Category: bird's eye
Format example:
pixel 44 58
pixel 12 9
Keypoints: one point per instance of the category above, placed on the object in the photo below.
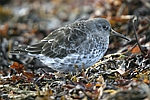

◇ ◇ ◇ ◇ ◇

--- Directions for this task ---
Please output all of the entries above exactly, but without any picture.

--- Solution below ---
Category: bird's eye
Format example:
pixel 44 58
pixel 12 9
Keypoints: one point per instance of the category above, placed on the object in the photo below.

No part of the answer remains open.